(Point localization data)
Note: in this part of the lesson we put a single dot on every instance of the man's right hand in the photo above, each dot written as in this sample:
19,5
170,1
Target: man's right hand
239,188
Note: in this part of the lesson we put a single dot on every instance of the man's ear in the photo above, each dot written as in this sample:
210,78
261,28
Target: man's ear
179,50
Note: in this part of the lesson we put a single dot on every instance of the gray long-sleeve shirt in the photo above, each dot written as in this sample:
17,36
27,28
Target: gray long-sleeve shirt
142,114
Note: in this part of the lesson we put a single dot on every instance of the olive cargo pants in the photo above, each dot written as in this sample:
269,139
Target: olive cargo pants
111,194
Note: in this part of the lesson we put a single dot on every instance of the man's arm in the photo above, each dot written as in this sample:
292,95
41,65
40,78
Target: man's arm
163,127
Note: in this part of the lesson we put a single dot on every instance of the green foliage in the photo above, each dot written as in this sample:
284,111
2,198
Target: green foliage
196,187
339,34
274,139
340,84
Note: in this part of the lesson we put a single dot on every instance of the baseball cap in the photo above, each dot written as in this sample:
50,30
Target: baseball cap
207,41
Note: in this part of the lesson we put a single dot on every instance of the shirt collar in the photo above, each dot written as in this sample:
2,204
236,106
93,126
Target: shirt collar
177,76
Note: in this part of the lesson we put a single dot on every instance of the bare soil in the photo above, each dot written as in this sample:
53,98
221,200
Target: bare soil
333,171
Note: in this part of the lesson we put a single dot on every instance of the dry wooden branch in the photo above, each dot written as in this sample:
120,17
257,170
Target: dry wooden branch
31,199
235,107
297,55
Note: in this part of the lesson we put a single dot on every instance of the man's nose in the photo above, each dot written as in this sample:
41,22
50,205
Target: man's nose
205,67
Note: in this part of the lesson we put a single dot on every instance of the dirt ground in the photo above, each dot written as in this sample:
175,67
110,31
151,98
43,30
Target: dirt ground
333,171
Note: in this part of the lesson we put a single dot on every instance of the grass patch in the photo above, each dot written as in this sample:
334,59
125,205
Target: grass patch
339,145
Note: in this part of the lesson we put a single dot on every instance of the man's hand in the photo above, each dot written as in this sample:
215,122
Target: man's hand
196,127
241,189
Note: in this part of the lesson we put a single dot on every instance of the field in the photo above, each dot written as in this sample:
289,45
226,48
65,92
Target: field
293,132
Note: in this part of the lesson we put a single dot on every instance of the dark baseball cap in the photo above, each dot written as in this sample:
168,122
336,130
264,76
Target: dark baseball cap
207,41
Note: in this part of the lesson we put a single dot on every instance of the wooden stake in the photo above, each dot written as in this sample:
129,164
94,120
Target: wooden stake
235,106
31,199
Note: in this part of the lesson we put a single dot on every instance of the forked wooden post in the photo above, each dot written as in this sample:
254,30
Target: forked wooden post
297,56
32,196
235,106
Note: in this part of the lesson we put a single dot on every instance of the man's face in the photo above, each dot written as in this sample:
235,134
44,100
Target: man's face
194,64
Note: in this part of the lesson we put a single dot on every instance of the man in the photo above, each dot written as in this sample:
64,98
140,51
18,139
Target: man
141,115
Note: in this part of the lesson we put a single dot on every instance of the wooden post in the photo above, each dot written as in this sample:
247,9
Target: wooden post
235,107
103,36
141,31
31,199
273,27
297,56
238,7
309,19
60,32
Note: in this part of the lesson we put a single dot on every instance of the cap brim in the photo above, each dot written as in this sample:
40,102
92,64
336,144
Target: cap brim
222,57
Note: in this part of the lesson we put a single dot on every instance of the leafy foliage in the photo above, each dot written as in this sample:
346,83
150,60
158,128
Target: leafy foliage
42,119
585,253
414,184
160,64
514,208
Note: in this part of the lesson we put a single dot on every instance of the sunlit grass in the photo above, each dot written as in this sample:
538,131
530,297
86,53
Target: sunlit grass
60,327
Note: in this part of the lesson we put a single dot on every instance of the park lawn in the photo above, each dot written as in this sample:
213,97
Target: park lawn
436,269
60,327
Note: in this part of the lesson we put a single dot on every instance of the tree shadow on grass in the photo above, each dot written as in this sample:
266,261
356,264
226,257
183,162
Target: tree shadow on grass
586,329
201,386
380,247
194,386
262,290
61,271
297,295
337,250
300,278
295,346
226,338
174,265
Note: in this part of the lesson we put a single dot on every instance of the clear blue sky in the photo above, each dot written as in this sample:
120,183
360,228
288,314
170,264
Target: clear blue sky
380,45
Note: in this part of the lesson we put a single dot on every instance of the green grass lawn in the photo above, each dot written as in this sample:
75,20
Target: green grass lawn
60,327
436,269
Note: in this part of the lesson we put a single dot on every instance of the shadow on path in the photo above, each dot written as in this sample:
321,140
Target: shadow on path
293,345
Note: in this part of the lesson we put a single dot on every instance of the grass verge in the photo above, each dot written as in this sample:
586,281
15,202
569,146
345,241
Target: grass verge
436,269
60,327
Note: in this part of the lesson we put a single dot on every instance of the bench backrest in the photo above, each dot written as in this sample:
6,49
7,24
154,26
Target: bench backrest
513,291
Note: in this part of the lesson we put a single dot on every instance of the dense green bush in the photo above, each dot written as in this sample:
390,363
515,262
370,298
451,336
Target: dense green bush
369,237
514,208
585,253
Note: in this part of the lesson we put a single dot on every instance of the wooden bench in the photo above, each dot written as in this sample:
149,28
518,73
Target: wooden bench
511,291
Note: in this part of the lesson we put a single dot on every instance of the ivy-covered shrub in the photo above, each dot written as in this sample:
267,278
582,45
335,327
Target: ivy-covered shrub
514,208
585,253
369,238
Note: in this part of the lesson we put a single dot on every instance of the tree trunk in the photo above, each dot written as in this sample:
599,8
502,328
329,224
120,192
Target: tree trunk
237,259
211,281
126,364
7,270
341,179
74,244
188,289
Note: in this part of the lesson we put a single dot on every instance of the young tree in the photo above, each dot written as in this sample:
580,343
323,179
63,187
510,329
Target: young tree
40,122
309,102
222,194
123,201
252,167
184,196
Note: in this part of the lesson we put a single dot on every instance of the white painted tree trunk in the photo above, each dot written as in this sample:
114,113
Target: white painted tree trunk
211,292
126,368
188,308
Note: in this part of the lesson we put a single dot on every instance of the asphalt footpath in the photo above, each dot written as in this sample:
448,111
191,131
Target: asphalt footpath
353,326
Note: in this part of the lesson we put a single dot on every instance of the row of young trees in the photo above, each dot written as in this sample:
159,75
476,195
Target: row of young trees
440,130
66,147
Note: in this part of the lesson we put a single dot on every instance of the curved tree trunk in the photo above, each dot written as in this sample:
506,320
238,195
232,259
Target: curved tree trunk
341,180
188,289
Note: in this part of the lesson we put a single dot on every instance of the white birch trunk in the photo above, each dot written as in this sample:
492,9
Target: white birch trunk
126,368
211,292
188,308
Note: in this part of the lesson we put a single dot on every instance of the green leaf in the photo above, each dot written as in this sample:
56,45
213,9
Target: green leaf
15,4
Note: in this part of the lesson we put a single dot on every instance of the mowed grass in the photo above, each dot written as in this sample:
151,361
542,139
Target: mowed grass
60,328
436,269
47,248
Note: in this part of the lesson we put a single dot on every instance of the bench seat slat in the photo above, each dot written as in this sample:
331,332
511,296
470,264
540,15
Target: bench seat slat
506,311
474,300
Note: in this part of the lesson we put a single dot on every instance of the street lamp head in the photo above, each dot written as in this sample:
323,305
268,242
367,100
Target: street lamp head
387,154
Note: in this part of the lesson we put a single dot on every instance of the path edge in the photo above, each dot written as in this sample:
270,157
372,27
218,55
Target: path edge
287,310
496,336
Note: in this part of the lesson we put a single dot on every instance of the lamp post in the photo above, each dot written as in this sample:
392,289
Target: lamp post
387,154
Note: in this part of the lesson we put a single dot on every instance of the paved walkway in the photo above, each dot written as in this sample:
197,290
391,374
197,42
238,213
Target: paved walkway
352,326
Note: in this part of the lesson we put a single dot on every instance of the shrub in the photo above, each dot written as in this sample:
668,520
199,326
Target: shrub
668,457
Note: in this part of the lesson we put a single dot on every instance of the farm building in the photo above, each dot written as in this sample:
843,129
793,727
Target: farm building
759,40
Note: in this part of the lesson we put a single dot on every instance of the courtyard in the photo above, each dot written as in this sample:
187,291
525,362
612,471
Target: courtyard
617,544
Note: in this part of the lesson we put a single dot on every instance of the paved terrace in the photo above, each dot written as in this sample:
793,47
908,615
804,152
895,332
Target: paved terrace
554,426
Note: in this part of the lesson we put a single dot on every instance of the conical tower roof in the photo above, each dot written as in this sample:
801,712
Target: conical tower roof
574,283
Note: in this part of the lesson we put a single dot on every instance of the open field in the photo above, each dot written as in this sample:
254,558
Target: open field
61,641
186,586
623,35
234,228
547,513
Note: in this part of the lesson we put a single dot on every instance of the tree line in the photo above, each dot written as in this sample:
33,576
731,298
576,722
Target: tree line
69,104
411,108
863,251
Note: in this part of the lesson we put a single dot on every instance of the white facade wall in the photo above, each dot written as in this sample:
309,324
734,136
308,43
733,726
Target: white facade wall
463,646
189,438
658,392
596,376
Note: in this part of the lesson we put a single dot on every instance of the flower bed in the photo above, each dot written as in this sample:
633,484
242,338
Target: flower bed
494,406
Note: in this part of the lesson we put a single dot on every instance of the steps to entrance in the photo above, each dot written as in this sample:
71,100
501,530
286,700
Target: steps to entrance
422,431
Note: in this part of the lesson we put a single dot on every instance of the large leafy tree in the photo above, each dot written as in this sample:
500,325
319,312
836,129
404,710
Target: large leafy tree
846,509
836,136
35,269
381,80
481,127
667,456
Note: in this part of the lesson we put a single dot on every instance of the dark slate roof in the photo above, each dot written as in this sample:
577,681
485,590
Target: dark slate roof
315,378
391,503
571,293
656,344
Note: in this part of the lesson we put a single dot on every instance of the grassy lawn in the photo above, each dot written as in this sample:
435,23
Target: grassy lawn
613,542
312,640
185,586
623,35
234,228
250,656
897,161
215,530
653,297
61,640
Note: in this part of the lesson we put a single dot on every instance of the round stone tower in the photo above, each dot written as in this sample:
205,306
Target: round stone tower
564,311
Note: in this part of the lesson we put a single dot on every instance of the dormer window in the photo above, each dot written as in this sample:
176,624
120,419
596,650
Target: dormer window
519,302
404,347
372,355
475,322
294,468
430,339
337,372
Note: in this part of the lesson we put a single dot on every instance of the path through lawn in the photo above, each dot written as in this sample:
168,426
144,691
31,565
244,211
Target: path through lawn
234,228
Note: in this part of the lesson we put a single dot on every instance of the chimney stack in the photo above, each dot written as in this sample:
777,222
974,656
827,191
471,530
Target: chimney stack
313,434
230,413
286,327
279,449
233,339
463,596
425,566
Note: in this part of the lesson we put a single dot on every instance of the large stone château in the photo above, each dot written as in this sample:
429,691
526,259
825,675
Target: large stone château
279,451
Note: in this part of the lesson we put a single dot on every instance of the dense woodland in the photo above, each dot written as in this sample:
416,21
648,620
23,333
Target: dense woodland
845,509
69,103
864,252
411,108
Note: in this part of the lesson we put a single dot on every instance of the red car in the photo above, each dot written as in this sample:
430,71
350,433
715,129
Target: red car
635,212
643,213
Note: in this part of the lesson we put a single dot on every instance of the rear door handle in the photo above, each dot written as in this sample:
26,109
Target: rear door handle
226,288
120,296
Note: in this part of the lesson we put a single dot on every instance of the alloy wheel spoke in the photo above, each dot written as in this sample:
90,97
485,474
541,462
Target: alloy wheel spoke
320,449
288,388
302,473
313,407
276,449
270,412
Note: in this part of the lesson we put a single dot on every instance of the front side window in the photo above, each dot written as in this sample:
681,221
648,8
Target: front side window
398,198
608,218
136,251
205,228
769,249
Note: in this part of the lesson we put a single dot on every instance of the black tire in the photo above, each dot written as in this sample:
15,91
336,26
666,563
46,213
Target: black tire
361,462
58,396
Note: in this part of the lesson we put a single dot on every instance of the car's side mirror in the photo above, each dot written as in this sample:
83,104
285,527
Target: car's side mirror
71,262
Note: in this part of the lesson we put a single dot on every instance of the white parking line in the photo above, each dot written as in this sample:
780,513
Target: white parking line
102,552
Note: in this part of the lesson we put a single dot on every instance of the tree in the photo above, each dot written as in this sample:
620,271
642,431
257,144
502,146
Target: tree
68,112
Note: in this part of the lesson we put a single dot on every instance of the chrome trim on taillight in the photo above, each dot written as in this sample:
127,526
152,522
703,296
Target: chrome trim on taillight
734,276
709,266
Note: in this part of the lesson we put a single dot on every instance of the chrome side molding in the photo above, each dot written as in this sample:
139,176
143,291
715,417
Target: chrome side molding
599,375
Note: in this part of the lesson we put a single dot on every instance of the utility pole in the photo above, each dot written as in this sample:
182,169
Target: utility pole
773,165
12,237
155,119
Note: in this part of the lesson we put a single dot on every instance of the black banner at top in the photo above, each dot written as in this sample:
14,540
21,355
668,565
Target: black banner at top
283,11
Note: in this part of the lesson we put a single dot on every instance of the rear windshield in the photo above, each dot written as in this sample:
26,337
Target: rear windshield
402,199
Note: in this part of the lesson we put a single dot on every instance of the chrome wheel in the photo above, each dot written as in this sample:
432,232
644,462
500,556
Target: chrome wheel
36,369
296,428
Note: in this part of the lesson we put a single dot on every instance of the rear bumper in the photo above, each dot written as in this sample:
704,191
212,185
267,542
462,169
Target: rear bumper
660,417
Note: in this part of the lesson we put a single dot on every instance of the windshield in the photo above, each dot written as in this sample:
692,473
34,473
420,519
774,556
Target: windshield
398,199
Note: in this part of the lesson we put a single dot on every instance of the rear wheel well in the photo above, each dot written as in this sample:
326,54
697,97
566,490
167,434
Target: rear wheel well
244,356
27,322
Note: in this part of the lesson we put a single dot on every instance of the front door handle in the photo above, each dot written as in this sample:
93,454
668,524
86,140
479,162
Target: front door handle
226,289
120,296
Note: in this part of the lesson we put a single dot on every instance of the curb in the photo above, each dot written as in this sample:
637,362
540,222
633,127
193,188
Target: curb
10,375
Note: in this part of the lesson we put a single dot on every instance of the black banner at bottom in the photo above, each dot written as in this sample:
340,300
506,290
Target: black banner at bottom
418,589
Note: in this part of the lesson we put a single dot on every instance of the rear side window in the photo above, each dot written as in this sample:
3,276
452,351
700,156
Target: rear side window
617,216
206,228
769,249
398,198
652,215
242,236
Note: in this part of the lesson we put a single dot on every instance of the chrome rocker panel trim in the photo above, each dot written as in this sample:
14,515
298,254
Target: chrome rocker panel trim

- **Exercise details**
From the data above, determine how many lines hold "panel", and write only the number.

- **Solution to the problem**
2